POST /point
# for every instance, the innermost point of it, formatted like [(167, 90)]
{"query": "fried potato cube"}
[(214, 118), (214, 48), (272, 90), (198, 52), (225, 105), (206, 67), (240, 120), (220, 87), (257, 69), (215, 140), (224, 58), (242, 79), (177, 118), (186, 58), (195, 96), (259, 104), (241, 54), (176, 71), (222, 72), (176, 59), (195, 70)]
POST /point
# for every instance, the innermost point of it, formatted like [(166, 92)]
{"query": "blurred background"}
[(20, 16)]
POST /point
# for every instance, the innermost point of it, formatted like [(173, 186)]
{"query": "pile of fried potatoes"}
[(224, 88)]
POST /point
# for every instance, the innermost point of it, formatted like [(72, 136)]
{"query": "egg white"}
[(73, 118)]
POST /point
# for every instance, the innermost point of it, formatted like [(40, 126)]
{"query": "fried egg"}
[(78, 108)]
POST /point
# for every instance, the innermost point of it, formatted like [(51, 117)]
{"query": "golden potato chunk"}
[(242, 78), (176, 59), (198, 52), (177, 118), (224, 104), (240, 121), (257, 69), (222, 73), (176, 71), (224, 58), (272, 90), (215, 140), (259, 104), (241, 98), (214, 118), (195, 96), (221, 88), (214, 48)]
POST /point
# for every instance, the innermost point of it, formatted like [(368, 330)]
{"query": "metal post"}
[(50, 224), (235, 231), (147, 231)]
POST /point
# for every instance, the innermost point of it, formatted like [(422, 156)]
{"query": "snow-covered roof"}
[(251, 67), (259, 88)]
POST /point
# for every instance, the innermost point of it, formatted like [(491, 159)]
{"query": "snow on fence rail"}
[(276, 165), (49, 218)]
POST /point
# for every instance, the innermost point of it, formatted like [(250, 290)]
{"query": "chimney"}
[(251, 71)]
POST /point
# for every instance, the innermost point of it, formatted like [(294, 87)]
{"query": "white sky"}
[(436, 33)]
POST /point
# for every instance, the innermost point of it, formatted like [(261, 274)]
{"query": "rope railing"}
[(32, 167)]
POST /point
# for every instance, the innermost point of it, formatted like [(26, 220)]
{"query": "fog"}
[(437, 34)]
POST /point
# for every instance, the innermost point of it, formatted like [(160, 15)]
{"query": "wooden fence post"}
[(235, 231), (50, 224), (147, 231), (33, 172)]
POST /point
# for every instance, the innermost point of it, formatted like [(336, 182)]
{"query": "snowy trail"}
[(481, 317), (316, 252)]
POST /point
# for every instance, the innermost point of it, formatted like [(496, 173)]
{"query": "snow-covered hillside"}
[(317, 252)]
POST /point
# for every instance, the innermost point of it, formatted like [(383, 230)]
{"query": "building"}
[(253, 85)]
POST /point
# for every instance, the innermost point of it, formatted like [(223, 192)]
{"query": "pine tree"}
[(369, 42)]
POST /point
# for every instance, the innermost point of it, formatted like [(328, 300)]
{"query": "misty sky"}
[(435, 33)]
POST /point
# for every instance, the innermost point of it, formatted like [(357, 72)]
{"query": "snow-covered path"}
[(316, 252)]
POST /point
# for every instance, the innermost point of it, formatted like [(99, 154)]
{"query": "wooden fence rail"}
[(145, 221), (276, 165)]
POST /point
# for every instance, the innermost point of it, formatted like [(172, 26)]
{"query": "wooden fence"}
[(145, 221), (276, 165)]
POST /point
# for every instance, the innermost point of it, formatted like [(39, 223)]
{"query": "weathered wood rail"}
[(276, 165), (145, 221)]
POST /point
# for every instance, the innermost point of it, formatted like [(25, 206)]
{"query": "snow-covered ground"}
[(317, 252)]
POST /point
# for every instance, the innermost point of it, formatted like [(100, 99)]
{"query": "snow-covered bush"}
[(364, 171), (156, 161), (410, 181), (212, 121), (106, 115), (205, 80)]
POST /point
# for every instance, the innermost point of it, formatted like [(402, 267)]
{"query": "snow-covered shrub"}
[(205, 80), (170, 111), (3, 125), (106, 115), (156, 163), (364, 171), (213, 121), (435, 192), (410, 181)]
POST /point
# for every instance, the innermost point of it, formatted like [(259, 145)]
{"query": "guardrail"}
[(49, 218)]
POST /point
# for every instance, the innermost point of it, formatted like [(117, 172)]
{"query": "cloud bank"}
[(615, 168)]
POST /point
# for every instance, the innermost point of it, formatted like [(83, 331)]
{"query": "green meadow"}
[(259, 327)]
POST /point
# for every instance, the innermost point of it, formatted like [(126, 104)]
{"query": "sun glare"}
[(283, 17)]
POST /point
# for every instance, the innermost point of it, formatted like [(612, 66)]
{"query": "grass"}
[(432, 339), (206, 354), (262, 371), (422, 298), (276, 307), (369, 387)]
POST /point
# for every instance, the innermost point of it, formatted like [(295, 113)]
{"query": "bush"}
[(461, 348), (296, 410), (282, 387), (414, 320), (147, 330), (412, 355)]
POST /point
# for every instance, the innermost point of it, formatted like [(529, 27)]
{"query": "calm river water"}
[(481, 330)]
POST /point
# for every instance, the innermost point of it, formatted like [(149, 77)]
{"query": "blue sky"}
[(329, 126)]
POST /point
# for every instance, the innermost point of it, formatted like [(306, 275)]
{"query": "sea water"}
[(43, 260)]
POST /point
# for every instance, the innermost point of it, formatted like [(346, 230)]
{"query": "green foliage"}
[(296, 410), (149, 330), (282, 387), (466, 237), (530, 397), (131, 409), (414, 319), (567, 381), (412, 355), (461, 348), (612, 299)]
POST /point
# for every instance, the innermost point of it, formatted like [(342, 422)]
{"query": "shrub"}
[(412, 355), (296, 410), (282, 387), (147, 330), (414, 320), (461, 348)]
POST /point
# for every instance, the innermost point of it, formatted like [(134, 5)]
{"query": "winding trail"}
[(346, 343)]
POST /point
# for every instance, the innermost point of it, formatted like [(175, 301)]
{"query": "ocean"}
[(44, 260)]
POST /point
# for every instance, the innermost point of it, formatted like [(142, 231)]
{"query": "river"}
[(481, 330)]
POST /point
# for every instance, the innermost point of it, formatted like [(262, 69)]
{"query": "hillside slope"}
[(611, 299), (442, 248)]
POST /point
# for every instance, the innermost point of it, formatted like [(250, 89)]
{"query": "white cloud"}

----

§ **Required action**:
Return the span of lines in the data above that opens at the line with "like [(368, 330)]" and closes at the line with "like [(39, 223)]", exactly, ends included, nothing else.

§ **Response to the task**:
# for every instance, the innermost point of it, formatted like [(368, 330)]
{"query": "metal post"}
[(50, 224), (235, 231), (147, 231)]
POST /point
# for every instance, the innermost point of it, formatted like [(422, 156)]
{"query": "snow-covered roof"}
[(251, 67), (259, 88)]
POST /point
# for every instance, the innermost point of it, formatted like [(491, 159)]
{"query": "snow on fence rail"}
[(276, 165), (49, 218)]
POST /point
# for every instance, the innermost point of it, formatted like [(250, 290)]
{"query": "chimney"}
[(251, 71)]
POST /point
# for every instance, the innermost point of it, formatted like [(294, 87)]
{"query": "white sky"}
[(436, 33)]
POST /point
# for every instance, the innermost point of it, formatted like [(261, 274)]
{"query": "rope railing"}
[(32, 167)]
POST /point
# for every instance, the innermost point of it, formatted like [(26, 220)]
{"query": "fog"}
[(437, 34)]
POST /point
# for every instance, the innermost point of it, formatted like [(160, 15)]
{"query": "wooden fence post"}
[(235, 231), (50, 224), (147, 231), (33, 172)]
POST /point
# for every instance, the innermost point of it, formatted like [(336, 182)]
{"query": "snowy trail"}
[(481, 317), (316, 252)]
POST /point
# for every instance, the innermost point of it, formatted like [(496, 173)]
{"query": "snow-covered hillside"}
[(317, 252)]
POST /point
# for every instance, the innermost point of it, formatted like [(383, 230)]
{"query": "building"}
[(253, 85)]
POST /point
# for every instance, the innermost point of it, formatted like [(223, 192)]
{"query": "pine tree"}
[(369, 42)]
POST /point
# for every instance, the innermost point of it, formatted like [(328, 300)]
{"query": "misty sky"}
[(435, 33)]
POST /point
# for every instance, the innermost point of it, formatted like [(357, 72)]
{"query": "snow-covered path"}
[(316, 252)]
POST /point
# for every instance, the innermost point of it, formatted like [(99, 154)]
{"query": "wooden fence rail"}
[(145, 221), (276, 165)]
POST /point
# for every instance, the innermost point of it, formatted like [(172, 26)]
{"query": "wooden fence"}
[(145, 221), (276, 165)]
POST /point
# for every instance, the innermost point of it, formatted like [(39, 223)]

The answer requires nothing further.